Written problem:
Only the lines from the one with "of the green" onward are wanted, through the last line of the entries, set down exactly.

Stored records:
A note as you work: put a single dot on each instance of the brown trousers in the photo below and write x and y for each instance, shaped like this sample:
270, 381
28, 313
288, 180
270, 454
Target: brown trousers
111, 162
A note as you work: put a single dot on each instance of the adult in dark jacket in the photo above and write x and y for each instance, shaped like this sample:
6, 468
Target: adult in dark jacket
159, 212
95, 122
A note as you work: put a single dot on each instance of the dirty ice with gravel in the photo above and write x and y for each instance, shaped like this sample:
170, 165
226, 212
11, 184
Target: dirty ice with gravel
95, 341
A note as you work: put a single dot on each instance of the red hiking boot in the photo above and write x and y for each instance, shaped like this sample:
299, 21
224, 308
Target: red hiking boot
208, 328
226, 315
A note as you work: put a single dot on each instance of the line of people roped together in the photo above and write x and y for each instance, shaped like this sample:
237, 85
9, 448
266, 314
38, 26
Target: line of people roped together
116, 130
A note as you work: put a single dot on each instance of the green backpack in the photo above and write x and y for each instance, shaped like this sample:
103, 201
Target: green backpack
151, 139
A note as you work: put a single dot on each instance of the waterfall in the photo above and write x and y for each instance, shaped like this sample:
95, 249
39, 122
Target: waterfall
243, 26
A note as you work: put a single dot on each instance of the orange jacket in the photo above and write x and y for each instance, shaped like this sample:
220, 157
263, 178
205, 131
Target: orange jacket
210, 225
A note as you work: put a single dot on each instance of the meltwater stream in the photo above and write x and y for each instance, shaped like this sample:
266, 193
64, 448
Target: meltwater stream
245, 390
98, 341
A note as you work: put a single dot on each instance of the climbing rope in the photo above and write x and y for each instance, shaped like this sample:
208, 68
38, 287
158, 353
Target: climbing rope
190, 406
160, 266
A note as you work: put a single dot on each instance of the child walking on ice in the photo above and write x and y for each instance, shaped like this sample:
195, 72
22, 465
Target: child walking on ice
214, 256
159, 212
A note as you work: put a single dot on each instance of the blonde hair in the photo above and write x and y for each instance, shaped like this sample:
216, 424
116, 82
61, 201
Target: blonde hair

Full answer:
A note as you work: put a single dot on each instance of the green backpack in the photo above and write x and y for each instance, shaped like this sample:
103, 201
Target: green backpack
151, 139
A note as you work: put a single dot on each instance of the waterfall in the photo above and write x and y for each instance, shaped like this sample:
95, 249
39, 122
Target: waterfall
243, 26
A note as you work: put a single dot on each instance of the orange jacket in the photo above and write x and y for each instance, shaped like this sample:
220, 157
263, 178
205, 131
Target: orange jacket
210, 225
A note as you work: put a single dot on each instance of the meltwater stream in the photo above and write x and y for each instance, shaped like this sample:
266, 193
64, 448
Target: meltwater stream
245, 390
98, 341
A note as you work: put a single dot on each instance of the climbing rope in the photo above and write x and y for each instance, shaped like this sample:
208, 68
38, 287
158, 353
Target: climbing rope
190, 406
160, 266
A note as you work: put a single dot on each instance of the child walking on ice in the photo above and write x and y for each instance, shaped like this sample:
195, 72
22, 465
Target: child walking on ice
214, 256
159, 212
A note as you work: put a single dot on each instance of the blonde hair in the photo above and write x and y for each instance, shaped like this sample:
216, 424
116, 82
61, 201
Target: blonde hair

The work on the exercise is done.